*** Block opens ***

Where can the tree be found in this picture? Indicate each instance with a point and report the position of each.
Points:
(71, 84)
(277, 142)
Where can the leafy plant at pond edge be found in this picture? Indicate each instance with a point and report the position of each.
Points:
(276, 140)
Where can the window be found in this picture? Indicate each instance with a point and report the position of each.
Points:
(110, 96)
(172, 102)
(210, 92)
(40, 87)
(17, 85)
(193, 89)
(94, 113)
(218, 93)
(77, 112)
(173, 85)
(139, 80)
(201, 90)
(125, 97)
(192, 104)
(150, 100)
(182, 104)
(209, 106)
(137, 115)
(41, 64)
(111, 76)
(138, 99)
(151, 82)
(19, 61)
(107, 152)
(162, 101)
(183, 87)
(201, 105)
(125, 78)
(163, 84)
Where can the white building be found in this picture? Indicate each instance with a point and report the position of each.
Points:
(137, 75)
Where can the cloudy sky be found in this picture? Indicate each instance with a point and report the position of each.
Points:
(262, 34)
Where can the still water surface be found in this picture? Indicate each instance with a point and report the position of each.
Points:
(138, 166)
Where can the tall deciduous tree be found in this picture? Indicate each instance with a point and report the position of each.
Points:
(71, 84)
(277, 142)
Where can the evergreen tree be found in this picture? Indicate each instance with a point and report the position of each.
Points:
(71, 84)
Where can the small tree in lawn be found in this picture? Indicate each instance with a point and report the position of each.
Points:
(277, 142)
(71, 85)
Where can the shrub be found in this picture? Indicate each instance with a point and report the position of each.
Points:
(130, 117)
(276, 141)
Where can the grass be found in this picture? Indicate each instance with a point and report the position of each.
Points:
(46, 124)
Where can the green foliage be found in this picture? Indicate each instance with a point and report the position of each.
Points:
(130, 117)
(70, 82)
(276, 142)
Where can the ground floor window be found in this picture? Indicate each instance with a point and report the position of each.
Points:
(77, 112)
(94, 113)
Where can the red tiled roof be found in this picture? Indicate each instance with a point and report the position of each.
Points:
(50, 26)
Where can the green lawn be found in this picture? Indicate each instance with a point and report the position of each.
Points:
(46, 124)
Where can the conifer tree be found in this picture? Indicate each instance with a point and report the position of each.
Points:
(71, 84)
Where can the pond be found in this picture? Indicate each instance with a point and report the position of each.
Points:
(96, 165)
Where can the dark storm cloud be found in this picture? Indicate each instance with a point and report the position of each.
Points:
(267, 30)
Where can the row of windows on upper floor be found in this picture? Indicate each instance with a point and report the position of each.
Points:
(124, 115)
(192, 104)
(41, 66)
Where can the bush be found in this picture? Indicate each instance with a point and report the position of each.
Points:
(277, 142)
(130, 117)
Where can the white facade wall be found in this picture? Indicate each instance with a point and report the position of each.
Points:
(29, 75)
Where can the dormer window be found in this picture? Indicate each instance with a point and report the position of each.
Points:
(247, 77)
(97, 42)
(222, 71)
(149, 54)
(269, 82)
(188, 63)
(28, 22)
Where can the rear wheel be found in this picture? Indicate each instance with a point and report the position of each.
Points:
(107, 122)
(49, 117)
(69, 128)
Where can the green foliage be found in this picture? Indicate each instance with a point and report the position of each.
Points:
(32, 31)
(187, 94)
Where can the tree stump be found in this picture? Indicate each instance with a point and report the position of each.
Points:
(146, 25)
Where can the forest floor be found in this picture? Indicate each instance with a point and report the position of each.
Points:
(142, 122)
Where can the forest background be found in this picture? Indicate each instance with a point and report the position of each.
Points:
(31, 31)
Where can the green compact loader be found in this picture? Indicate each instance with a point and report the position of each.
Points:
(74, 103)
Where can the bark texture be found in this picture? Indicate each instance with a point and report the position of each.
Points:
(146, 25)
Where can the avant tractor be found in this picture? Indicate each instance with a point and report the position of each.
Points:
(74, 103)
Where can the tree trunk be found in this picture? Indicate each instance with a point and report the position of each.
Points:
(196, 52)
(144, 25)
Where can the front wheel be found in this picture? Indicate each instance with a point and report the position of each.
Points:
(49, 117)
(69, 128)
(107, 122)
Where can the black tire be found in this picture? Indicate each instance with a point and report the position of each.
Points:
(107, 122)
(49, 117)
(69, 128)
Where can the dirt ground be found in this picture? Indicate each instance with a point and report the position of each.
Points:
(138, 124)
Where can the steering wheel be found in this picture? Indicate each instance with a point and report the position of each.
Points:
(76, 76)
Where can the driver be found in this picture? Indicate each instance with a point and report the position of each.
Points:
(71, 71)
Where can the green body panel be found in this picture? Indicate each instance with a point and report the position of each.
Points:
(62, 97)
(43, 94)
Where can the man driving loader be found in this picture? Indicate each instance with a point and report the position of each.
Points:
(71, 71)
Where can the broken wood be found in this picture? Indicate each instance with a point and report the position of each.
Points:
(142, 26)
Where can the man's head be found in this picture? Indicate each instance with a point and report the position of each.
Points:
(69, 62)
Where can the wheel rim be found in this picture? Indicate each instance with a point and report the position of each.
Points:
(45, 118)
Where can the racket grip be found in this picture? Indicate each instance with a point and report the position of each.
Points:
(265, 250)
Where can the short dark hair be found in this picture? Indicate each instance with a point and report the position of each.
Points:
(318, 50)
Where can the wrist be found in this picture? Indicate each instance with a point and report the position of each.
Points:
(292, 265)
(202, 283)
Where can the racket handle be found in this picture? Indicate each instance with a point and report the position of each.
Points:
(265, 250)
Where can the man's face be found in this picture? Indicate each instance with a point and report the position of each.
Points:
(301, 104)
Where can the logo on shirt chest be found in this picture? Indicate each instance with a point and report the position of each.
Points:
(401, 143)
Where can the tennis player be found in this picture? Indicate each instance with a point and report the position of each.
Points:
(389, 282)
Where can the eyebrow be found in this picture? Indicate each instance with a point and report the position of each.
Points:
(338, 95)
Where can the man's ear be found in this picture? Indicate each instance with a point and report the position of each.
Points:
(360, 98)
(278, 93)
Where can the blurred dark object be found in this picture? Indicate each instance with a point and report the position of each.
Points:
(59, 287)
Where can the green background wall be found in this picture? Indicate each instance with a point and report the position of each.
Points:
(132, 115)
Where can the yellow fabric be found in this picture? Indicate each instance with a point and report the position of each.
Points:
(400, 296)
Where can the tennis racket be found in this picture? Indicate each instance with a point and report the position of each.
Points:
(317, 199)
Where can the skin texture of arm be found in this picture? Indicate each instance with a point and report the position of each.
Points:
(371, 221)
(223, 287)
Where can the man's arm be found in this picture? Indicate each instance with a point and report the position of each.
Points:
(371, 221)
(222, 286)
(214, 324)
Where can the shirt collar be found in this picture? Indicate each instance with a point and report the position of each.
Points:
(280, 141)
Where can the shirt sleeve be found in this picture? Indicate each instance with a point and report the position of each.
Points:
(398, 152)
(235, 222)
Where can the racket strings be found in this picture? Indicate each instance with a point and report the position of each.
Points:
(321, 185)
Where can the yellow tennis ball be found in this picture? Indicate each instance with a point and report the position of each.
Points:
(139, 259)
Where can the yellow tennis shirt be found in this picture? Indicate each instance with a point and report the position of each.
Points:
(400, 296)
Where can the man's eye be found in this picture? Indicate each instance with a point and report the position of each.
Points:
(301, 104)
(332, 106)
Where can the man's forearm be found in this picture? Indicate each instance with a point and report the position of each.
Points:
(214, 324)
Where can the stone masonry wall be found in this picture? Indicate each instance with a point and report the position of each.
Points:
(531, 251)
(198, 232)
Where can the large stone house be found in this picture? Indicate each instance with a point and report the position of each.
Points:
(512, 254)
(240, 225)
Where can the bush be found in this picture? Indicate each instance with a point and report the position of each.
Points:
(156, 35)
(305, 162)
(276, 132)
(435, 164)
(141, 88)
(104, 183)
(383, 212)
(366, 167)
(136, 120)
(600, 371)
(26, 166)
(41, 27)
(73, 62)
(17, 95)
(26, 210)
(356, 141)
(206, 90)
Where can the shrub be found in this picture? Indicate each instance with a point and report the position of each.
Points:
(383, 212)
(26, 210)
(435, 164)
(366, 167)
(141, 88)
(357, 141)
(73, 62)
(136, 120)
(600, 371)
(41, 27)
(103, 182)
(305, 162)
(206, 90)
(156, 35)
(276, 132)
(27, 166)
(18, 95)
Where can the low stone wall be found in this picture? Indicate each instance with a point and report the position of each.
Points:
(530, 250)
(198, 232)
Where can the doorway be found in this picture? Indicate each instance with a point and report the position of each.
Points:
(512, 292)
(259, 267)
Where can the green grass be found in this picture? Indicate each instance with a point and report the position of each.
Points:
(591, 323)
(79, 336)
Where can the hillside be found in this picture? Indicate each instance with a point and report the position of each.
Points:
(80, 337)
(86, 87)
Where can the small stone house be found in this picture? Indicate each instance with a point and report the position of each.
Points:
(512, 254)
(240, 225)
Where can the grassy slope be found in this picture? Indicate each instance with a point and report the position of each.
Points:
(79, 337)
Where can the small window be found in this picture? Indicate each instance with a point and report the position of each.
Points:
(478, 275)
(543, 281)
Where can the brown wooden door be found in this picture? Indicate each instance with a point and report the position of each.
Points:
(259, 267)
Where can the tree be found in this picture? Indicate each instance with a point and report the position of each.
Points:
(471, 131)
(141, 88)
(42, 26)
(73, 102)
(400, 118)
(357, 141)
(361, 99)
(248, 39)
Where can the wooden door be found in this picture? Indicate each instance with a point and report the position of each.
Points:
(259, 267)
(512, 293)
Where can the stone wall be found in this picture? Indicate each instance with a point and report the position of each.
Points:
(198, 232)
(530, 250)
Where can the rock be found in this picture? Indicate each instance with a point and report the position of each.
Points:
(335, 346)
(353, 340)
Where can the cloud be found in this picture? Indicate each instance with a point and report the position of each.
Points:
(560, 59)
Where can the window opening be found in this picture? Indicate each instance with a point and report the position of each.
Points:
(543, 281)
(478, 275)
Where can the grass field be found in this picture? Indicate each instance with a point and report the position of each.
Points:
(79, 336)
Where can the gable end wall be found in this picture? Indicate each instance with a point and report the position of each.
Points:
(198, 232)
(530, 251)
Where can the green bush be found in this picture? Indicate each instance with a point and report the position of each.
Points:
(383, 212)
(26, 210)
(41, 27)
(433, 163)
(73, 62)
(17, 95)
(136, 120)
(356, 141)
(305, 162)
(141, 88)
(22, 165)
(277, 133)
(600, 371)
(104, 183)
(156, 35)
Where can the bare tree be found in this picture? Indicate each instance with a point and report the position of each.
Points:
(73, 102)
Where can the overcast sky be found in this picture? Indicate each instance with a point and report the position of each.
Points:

*** Block closes ***

--- WHAT THE EXERCISE ASKS ---
The lines to quote run from the one containing "Where can the overcast" through the final line of the material above; please give them exactly, both ends included, and nothing else.

--- PROBLEM SOLUTION ---
Where can the overcast sky be found in this picture? Indicate each instance with a point and report the position of each.
Points:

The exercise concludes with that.